• **Extracted records**
▼
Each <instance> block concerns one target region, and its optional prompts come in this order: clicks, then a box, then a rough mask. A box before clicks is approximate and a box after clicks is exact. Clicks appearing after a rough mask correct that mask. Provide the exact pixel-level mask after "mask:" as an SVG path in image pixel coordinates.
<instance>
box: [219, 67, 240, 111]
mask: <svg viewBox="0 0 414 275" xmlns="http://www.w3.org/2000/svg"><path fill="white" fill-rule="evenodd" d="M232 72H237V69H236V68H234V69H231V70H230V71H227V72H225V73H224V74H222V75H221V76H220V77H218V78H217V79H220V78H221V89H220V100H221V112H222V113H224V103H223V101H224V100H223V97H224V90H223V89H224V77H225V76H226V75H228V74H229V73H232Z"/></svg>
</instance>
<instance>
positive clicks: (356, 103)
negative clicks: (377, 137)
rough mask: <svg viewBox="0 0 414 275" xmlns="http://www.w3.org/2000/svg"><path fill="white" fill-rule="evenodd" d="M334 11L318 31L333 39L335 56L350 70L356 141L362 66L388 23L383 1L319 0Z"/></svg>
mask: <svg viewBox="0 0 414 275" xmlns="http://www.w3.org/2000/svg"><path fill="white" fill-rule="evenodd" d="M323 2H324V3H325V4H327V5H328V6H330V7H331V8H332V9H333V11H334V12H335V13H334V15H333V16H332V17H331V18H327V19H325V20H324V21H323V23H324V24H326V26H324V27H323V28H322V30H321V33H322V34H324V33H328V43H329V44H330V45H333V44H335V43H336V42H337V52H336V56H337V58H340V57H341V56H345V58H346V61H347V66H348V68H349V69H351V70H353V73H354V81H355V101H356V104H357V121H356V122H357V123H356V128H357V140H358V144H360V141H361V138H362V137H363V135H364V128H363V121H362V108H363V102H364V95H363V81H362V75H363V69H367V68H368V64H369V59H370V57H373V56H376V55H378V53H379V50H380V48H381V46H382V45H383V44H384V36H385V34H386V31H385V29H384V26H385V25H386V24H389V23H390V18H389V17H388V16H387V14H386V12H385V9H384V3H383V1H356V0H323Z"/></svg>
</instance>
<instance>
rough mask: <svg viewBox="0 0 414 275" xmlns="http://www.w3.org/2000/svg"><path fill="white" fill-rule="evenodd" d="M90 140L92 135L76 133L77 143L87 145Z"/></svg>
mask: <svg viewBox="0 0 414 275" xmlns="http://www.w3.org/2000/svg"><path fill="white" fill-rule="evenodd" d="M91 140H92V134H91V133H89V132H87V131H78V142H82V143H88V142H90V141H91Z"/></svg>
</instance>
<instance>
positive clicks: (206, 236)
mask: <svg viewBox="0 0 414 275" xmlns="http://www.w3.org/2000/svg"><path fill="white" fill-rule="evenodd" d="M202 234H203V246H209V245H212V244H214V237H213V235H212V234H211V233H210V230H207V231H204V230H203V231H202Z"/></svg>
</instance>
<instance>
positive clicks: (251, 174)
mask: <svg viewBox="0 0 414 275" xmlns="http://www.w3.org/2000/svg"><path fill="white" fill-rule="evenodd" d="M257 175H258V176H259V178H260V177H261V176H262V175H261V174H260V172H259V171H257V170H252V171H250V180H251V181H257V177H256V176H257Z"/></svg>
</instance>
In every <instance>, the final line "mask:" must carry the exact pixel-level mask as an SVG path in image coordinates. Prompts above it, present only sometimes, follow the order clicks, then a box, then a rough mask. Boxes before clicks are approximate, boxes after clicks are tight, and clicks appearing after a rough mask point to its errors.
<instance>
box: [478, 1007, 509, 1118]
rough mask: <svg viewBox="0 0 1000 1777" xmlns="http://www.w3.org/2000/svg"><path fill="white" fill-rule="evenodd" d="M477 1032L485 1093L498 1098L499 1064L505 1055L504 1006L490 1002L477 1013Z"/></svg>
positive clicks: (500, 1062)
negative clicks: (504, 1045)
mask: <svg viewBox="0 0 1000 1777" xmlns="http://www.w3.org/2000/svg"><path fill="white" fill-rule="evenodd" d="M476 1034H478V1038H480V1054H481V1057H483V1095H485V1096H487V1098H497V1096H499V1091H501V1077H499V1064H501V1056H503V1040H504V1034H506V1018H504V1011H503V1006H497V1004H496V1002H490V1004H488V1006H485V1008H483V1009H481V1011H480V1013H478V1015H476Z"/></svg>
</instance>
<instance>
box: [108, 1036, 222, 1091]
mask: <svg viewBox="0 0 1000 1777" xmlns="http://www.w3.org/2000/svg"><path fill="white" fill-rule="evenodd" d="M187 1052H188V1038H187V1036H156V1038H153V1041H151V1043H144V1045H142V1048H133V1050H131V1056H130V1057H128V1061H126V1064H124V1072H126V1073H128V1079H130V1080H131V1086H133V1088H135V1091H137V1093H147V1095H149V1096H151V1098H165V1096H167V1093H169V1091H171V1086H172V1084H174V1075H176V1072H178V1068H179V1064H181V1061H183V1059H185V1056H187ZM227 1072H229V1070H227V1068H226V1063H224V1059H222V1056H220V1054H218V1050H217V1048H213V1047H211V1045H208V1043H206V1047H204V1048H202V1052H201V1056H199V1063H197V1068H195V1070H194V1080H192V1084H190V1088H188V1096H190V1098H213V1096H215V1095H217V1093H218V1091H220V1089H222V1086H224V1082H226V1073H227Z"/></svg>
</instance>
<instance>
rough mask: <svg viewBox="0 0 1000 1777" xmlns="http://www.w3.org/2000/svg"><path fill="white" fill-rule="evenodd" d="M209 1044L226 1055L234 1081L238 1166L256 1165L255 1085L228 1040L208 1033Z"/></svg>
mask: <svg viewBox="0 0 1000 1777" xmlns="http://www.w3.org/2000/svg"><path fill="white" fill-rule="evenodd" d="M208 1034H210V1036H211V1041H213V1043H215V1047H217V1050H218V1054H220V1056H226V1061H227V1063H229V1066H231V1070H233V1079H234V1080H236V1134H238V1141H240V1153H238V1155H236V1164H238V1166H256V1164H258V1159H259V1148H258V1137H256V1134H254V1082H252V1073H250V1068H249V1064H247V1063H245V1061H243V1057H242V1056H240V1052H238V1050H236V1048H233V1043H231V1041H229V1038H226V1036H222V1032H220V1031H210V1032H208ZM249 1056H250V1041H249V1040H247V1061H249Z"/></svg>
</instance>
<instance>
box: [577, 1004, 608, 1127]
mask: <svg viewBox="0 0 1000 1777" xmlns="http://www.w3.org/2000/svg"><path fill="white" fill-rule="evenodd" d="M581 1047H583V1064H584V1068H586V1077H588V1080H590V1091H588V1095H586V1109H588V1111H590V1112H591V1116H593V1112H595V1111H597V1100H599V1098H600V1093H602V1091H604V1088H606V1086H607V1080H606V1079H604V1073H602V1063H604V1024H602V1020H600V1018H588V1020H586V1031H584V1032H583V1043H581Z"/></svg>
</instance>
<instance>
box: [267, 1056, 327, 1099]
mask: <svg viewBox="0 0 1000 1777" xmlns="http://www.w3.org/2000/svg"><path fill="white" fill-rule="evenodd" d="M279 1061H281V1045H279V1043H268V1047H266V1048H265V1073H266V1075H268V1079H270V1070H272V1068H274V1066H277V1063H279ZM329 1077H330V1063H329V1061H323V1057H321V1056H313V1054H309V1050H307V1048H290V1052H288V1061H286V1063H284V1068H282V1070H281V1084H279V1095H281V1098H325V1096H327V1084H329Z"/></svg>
▲
• **Assignment**
Please repeat the records so that each one reads exactly as it does above.

• **Finished task**
Each <instance> block concerns one target region, and its optional prompts come in this order: clicks, then a box, then a rough mask. A box before clicks is approximate and a box after clicks is exact. Clicks appearing after a rough mask correct that mask. Provide the exact pixel-level mask after "mask:" as an SVG path in image pixel coordinates.
<instance>
box: [219, 67, 240, 111]
mask: <svg viewBox="0 0 414 275" xmlns="http://www.w3.org/2000/svg"><path fill="white" fill-rule="evenodd" d="M232 72H237V69H236V68H234V69H231V70H230V71H227V72H225V73H224V74H222V75H221V76H220V77H218V78H217V79H220V78H221V89H220V100H221V112H222V113H224V103H223V101H224V100H223V97H224V90H223V89H224V77H225V76H226V75H228V74H229V73H232Z"/></svg>
</instance>
<instance>
positive clicks: (356, 103)
negative clicks: (377, 137)
rough mask: <svg viewBox="0 0 414 275" xmlns="http://www.w3.org/2000/svg"><path fill="white" fill-rule="evenodd" d="M334 11L318 31L333 39L335 56L350 70L356 141L362 66L388 23L383 1L319 0Z"/></svg>
mask: <svg viewBox="0 0 414 275" xmlns="http://www.w3.org/2000/svg"><path fill="white" fill-rule="evenodd" d="M323 2H324V3H325V4H327V5H328V6H330V7H331V8H332V9H333V11H334V12H335V13H334V15H333V16H332V17H331V18H327V19H325V20H324V21H323V23H324V24H326V26H324V27H323V28H322V30H321V33H322V34H324V33H328V43H329V44H330V45H333V44H335V43H336V42H337V52H336V56H337V58H340V57H341V56H345V58H346V61H347V66H348V68H349V69H351V70H353V73H354V81H355V101H356V104H357V121H356V122H357V123H356V128H357V140H358V144H360V141H361V138H362V137H363V135H364V128H363V121H362V108H363V102H364V95H363V81H362V75H363V69H367V68H368V64H369V59H370V57H373V56H376V55H378V53H379V50H380V48H381V46H382V45H383V44H384V36H385V34H386V31H385V29H384V26H385V25H386V24H389V23H390V18H389V17H388V16H387V14H386V12H385V9H384V3H383V1H356V0H323Z"/></svg>
</instance>
<instance>
rough mask: <svg viewBox="0 0 414 275" xmlns="http://www.w3.org/2000/svg"><path fill="white" fill-rule="evenodd" d="M90 140L92 135L76 133L77 143L87 145Z"/></svg>
mask: <svg viewBox="0 0 414 275" xmlns="http://www.w3.org/2000/svg"><path fill="white" fill-rule="evenodd" d="M91 140H92V134H91V133H89V132H87V131H78V142H82V143H88V142H90V141H91Z"/></svg>
</instance>
<instance>
positive clicks: (206, 236)
mask: <svg viewBox="0 0 414 275" xmlns="http://www.w3.org/2000/svg"><path fill="white" fill-rule="evenodd" d="M202 234H203V246H209V245H212V244H214V237H213V235H212V234H211V233H210V230H207V231H204V230H203V231H202Z"/></svg>
</instance>
<instance>
positive clicks: (251, 174)
mask: <svg viewBox="0 0 414 275" xmlns="http://www.w3.org/2000/svg"><path fill="white" fill-rule="evenodd" d="M257 175H258V176H259V178H260V177H261V176H262V175H261V174H260V172H259V171H257V170H252V171H250V180H251V181H257V177H256V176H257Z"/></svg>
</instance>
In every <instance>, the final line "mask:" must carry the exact pixel-level mask as an SVG path in image coordinates. Prompts above it, present only sometimes, follow the order clicks, then a box, then a rough mask. Boxes before clicks are approximate, boxes after clicks are tight, and clicks appearing after a rough mask point to its errors.
<instance>
box: [478, 1007, 509, 1118]
rough mask: <svg viewBox="0 0 1000 1777" xmlns="http://www.w3.org/2000/svg"><path fill="white" fill-rule="evenodd" d="M477 1032L485 1093L498 1098L499 1064L505 1055L504 1006L490 1002L477 1013Z"/></svg>
positive clicks: (500, 1062)
negative clicks: (504, 1045)
mask: <svg viewBox="0 0 1000 1777" xmlns="http://www.w3.org/2000/svg"><path fill="white" fill-rule="evenodd" d="M476 1034H478V1038H480V1054H481V1057H483V1095H485V1096H487V1098H497V1096H499V1091H501V1077H499V1064H501V1056H503V1040H504V1034H506V1018H504V1011H503V1006H497V1004H496V1002H490V1004H488V1006H485V1008H483V1009H481V1011H480V1013H478V1015H476Z"/></svg>
</instance>
<instance>
box: [108, 1036, 222, 1091]
mask: <svg viewBox="0 0 1000 1777" xmlns="http://www.w3.org/2000/svg"><path fill="white" fill-rule="evenodd" d="M187 1052H188V1038H187V1036H156V1038H153V1041H151V1043H144V1045H142V1048H133V1050H131V1056H130V1057H128V1061H126V1064H124V1072H126V1073H128V1079H130V1080H131V1086H133V1088H135V1091H137V1093H147V1095H149V1096H151V1098H165V1096H167V1093H169V1091H171V1086H172V1084H174V1075H176V1072H178V1068H179V1064H181V1061H183V1059H185V1056H187ZM227 1072H229V1070H227V1068H226V1063H224V1059H222V1056H220V1054H218V1050H217V1048H213V1047H211V1045H208V1043H206V1047H204V1048H202V1052H201V1056H199V1063H197V1068H195V1070H194V1080H192V1084H190V1088H188V1096H190V1098H213V1096H215V1095H217V1093H218V1091H220V1089H222V1086H224V1082H226V1073H227Z"/></svg>
</instance>
<instance>
rough mask: <svg viewBox="0 0 1000 1777" xmlns="http://www.w3.org/2000/svg"><path fill="white" fill-rule="evenodd" d="M209 1044L226 1055L234 1081L238 1166L256 1165L255 1085L228 1040L208 1033Z"/></svg>
mask: <svg viewBox="0 0 1000 1777" xmlns="http://www.w3.org/2000/svg"><path fill="white" fill-rule="evenodd" d="M208 1034H210V1036H211V1041H213V1043H215V1047H217V1050H218V1054H220V1056H226V1061H227V1063H229V1066H231V1070H233V1079H234V1080H236V1134H238V1141H240V1153H238V1155H236V1164H238V1166H256V1164H258V1159H259V1148H258V1137H256V1134H254V1082H252V1073H250V1068H249V1064H247V1063H245V1061H243V1057H242V1056H240V1052H238V1050H236V1048H233V1043H231V1041H229V1038H226V1036H222V1032H220V1031H210V1032H208ZM249 1056H250V1041H249V1040H247V1061H249Z"/></svg>
</instance>
<instance>
box: [577, 1004, 608, 1127]
mask: <svg viewBox="0 0 1000 1777" xmlns="http://www.w3.org/2000/svg"><path fill="white" fill-rule="evenodd" d="M581 1047H583V1064H584V1068H586V1077H588V1080H590V1091H588V1095H586V1109H588V1111H590V1112H591V1116H593V1112H595V1111H597V1100H599V1098H600V1093H602V1091H604V1088H606V1086H607V1080H606V1079H604V1073H602V1063H604V1024H602V1020H600V1018H588V1020H586V1031H584V1032H583V1043H581Z"/></svg>
</instance>
<instance>
box: [267, 1056, 327, 1099]
mask: <svg viewBox="0 0 1000 1777" xmlns="http://www.w3.org/2000/svg"><path fill="white" fill-rule="evenodd" d="M279 1061H281V1045H279V1043H268V1047H266V1048H265V1073H266V1075H268V1079H270V1070H272V1068H274V1066H277V1063H279ZM329 1077H330V1063H329V1061H323V1057H321V1056H313V1054H309V1050H307V1048H290V1052H288V1061H286V1063H284V1068H282V1070H281V1084H279V1095H281V1098H325V1096H327V1084H329Z"/></svg>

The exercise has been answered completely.